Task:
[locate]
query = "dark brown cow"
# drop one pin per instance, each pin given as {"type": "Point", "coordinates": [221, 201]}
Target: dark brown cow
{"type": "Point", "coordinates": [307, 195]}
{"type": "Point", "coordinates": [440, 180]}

- - -

• **Task to complete**: Could you copy out all the material word for word?

• **Problem solution**:
Task:
[locate]
query = "dark brown cow"
# drop one pin per instance, each pin given as {"type": "Point", "coordinates": [221, 201]}
Target: dark brown cow
{"type": "Point", "coordinates": [307, 195]}
{"type": "Point", "coordinates": [440, 180]}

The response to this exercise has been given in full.